Auszug:
***
Nun ja, ein langer Artikel, man kann ihn sicherlich reduzieren, "in-vitro-fertilisieren".

Die Discounter, Supermärkte müllen die potentiellen Konsumenten wöchentlich zuverlässig mit ihren Katalogen zu - auch als APP.

Ne halbe Sau für schlappe 9,99 €; argentinisches Rindersteak 300 gr. für 2,49 € usw. usf.
Natürlich auch "NEW FOOD"
"Das isst die Zukunft!"

Wenn ich mir die Kunden beim Kaufland-Parkplatz betrachte, liege ich zu 80 % richtig bei der Einschätzung ihres Einkaufs.
Von den adipösen Jogginghosenträgern bis zur asketischen ewig jungen Falterina ist alles im Angebot.

Es trifft sicherlich zu, dass eine explodierende Weltbevölkerung (Afrika) nicht wie bisher zu ernähren ist. Aber warum und vor allen Dingen wo "explodiert" denn dieses Wachstum?

Fleisch, also totes Tier, ist kein Zwang.
Autos, also Klimakiller, sind kein Zwang.
Fliegen ist sowieso krass ungut.

Es lebe die totale Kontrolle, das Bestimmen, Regeln der Guten für den "Untertan."

Hannes Seiwert | So., 18. Oktober 2020 - 23:40

Sie schreiben: "Soja, das auch deutsche Schweine fressen, wird dort angebaut, wo in Brasilien und Indonesien einst Regenwald wuchs."

Der Zusammenhang zwischen Schweinemast in DE und Sojaanbau sowie Regenwaldrodung in Indonesien scheint mir frei erfunden. Denn
1) Weniger als 1 % der weltweiten Sojaproduktion findet in Indonesien statt.
2) Indonesien verbraucht deutlich mehr Soja als es selbst anbaut, dieser wird größtenteils aus den USA importiert.
3) Der Sojaanbau in Indonesien hat in den letzten Jahren weiter abgenommen.
(siehe z.B. https://ussoy.org/indonesia-attache-office-sees-larger-soy-imports-feed…)
***
[Gespeicherte Dateneinträge]
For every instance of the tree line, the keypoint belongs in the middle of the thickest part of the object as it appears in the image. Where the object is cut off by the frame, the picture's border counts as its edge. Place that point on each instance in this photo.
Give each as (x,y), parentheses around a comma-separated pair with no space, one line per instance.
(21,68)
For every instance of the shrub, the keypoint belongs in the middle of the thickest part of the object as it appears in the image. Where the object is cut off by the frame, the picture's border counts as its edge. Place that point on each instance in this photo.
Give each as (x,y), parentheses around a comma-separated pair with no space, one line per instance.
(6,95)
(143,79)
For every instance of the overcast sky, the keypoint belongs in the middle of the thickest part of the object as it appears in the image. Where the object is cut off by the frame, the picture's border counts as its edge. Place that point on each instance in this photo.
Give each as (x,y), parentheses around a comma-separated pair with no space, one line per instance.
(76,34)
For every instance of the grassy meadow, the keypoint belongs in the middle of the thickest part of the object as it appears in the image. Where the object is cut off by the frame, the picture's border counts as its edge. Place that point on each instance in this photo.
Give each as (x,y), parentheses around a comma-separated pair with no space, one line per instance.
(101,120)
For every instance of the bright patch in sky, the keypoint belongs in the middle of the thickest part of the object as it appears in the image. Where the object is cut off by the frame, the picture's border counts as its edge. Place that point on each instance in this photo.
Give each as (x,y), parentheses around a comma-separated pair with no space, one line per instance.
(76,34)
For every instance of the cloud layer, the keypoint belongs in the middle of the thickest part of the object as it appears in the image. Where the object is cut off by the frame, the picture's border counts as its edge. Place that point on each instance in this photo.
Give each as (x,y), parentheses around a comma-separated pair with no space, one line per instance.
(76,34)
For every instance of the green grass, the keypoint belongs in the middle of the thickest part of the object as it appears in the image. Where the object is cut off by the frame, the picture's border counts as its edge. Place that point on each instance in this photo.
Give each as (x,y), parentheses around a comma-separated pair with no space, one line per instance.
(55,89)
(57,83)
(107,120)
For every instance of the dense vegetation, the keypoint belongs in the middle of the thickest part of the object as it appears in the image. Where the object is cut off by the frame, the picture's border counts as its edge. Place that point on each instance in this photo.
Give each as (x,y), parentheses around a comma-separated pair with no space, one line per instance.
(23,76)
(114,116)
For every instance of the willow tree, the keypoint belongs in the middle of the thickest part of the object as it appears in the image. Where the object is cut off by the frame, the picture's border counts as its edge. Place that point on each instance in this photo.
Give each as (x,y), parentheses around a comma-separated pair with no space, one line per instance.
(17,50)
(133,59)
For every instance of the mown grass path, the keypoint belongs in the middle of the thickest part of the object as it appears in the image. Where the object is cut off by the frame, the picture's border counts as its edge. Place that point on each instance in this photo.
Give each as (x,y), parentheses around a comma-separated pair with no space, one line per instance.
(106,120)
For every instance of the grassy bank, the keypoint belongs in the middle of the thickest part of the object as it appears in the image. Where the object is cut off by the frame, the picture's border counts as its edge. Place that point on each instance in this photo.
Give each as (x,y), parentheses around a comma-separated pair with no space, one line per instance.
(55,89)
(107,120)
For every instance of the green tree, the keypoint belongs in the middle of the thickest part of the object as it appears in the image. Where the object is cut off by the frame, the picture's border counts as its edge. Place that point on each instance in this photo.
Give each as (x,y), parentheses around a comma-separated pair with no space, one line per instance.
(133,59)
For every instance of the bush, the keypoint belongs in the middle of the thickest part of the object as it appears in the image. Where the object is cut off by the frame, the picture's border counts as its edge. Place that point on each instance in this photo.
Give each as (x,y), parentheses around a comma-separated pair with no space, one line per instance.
***
Zu erledigende Aufgaben:
A – Wie lautet dieser Satz aus den Leserkommentaren zur Ernährung auf Englisch: „Wenn ich mir die Kunden beim Kaufland-Parkplatz betrachte, liege ich zu 80 % richtig bei der Einschätzung ihres Einkaufs.“?
B – Wie könnten die Leserkommentare zur Ernährung nach dem letzten gezeigten Satz weitergehen? Führe sie fort.

Gelöste Aufgaben:
A – When I look at the customers in the Kaufland parking lot, I'm right 80% of the time in guessing what they're buying.

B –
Yvonne Stange | Mo., 19. Oktober 2020 - 10:55

.... ist auf jeden Fall positiv zu bewerten. Wir sind seit vielen Jahren Vegetarier und seit einigen Jahren Veganer - nicht aus gesundheitlichen, sondern aus ethischen Gründen. Solange der Mensch seine fühlenden Mitgeschöpfe quält, schlachtet und ißt, solange wird er auch keine Hemmungen haben, sich gegenseitig zu killen. Aber die Masse denkt leider nicht darüber nach. Ich werte die Entwicklung sehr positiv! Endlich.

Was damals für uns Menschen als utopisch aufgenommenen wurde, ist heutzutage schon längst Realität geworden.
Aber gehen wir wirklich den Weg zu etwas Höheren & Besseren?
Ich habe meine Zweifel. Und ich glaube auch nicht, dass Gottes Spiel & Inhaltes es ist, wie bei unseren menschlichen PC-Strategiespielen als Ziel zu haben, so viele Menschen wie möglich auf der Erde zu generieren bzw. anzusiedeln.
Und hätte Gott gewollt, dass wir Menschen Wiederkäuer werden, hätte er vom Gebiss bis zum Magen alles so erschaffen.
Aber wir Menschen sollten wieder mehr Respekt & Demuth bekommen. Wir sind nicht annähernd Gott. Auch nicht in der "Größe", außer in unseren Anmaßungen, welches das marxistische Gedankengut kalaschnikowartig verbreitet.
Und diese Gier nach/von Größe (egal wie man sie nennt) wird uns Menschen auf die Füße fallen.